WHAT IS ASKED: Your task is to repeat the records exactly from the line containing "target | green road sign" onward, through the final line.

DATASET EXCERPTS:
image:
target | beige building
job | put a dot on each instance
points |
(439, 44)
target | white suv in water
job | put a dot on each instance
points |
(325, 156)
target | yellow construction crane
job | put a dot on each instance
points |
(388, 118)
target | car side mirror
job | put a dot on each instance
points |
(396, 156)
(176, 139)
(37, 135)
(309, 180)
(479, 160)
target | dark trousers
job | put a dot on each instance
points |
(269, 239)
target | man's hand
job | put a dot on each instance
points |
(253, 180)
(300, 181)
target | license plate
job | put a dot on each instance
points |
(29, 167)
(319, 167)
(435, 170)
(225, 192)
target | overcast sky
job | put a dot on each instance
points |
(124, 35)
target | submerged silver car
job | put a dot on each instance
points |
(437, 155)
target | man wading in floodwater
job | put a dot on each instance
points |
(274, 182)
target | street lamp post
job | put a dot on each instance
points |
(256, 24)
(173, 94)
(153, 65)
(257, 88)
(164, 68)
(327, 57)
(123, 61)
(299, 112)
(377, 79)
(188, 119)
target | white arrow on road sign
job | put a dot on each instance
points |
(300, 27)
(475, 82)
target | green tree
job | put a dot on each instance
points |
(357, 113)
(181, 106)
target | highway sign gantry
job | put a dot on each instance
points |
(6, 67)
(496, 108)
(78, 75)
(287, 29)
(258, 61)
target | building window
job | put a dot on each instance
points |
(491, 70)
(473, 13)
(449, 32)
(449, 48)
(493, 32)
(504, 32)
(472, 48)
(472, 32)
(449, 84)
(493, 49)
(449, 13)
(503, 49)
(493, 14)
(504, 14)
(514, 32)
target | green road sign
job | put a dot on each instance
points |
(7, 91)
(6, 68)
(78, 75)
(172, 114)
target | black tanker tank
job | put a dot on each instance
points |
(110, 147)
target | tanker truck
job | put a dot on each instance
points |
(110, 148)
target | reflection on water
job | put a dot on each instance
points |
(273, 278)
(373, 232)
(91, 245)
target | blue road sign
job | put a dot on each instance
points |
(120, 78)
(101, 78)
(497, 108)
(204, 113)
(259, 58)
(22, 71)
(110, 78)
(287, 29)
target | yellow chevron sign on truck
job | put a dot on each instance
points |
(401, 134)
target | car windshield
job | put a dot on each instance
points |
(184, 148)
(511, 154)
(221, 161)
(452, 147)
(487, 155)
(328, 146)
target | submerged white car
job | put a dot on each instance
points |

SOLUTION FOR THIS TASK:
target | green road sign
job | put a dot on each instance
points |
(7, 91)
(6, 68)
(78, 75)
(172, 114)
target | black tanker tank
job | put a dot on each instance
points |
(110, 147)
target | tanker truck
job | put a dot on each instance
points |
(110, 148)
target | reflection on water
job | put a dot on each instance
points |
(273, 278)
(373, 232)
(91, 245)
target | blue road sign
job | put a dot on each instance
points |
(120, 78)
(101, 78)
(497, 108)
(204, 113)
(259, 58)
(22, 71)
(110, 78)
(287, 29)
target | yellow chevron sign on truck
job | put a dot on each instance
points |
(401, 134)
target | car windshield
job | put a dot on each instance
points |
(184, 148)
(511, 154)
(221, 161)
(452, 147)
(487, 155)
(328, 146)
target | submerged white car
job | put a dot on each instance
points |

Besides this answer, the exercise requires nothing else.